## Article
For comparison, we fit a Vector AutoRegression (VAR) model—a classical multivariate approach.


In [None]:
from statsmodels.tsa.api import VAR
from statsmodels.tsa.stattools import adfuller

# Prepare data for VAR (requires stationarity)
var_data = multivar_data[['ORtg', 'Pace', '3PAr']].copy()

# Check stationarity
for col in var_data.columns:
    adf_result = adfuller(var_data[col])
    print(f"{col}: ADF p-value = {adf_result[1]:.4f}", "(stationary)" if adf_result[1] < 0.05 else "(non-stationary)")

# Difference if needed
var_data_diff = var_data.diff().dropna()
print(f"\nAfter differencing:")
for col in var_data_diff.columns:
    adf_result = adfuller(var_data_diff[col])
    print(f"{col}: ADF p-value = {adf_result[1]:.4f}")

# Split (use same indices as deep learning split)
var_train = var_data_diff.iloc[:train_size-1]
var_test = var_data_diff.iloc[train_size-1:]

# Fit VAR
var_model = VAR(var_train)
var_results = var_model.fit(maxlags=5, ic='aic')

print(f"\nVAR Model Summary:")
print(f"Selected lag order: {var_results.k_ar}")
print(var_results.summary())

Outline labeling records:

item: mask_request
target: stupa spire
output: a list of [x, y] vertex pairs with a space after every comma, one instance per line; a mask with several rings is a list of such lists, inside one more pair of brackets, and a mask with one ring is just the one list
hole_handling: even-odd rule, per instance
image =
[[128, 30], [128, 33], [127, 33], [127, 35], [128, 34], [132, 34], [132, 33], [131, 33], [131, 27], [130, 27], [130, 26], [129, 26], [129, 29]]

## Your tasks
a – In the VAR code excerpt, what value is passed as maxlags when the VAR model is fit?
b – Please repeat the stretch of the VAR code excerpt from "# Prepare data" through "adf_result = adfuller(var_data_diff[col])".

## Completed exercise
a – 5

b –
# Prepare data for VAR (requires stationarity)
var_data = multivar_data[['ORtg', 'Pace', '3PAr']].copy()

# Check stationarity
for col in var_data.columns:
    adf_result = adfuller(var_data[col])
    print(f"{col}: ADF p-value = {adf_result[1]:.4f}", "(stationary)" if adf_result[1] < 0.05 else "(non-stationary)")

# Difference if needed
var_data_diff = var_data.diff().dropna()
print(f"\nAfter differencing:")
for col in var_data_diff.columns:
    adf_result = adfuller(var_data_diff[col])